▸ **INSTRUCTIONS TO FOLLOW**
How many lines in the listing below contain the string "tree"? Reply with the number alone.

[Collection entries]

+--

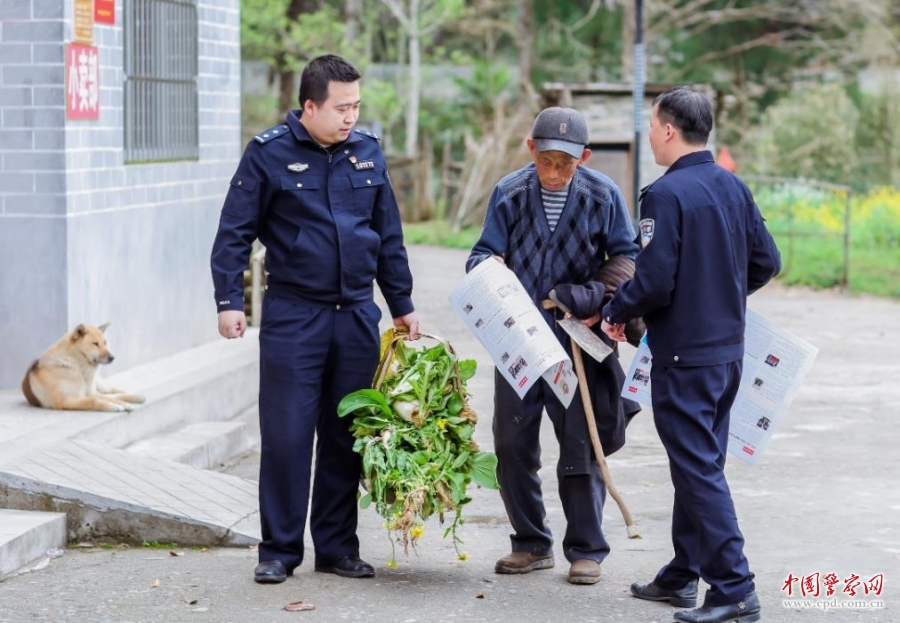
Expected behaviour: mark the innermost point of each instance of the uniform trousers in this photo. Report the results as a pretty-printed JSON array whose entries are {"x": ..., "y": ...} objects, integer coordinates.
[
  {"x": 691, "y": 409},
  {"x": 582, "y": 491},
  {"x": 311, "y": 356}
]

+--

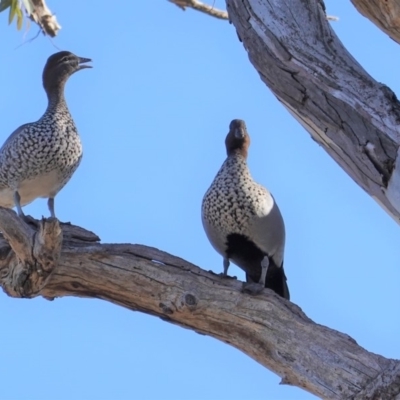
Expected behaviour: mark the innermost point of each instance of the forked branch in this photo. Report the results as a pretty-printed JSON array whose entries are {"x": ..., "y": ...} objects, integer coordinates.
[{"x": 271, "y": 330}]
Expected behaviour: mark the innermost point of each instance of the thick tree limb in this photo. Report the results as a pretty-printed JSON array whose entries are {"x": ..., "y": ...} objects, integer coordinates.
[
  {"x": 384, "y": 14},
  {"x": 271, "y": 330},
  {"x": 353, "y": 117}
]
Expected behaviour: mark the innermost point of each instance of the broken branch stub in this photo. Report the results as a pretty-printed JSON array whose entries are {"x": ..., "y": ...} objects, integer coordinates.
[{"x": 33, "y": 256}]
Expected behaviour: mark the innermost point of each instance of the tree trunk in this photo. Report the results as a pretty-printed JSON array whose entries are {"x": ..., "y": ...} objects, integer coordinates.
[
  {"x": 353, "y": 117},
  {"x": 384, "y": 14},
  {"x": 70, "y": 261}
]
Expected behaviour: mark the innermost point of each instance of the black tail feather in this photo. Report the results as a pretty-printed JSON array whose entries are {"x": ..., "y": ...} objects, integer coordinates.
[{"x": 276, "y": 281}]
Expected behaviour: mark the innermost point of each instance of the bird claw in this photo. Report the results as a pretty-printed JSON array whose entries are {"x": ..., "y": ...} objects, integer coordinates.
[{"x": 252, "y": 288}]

+--

▸ **RESPONSE FOR THIS EXERCISE**
2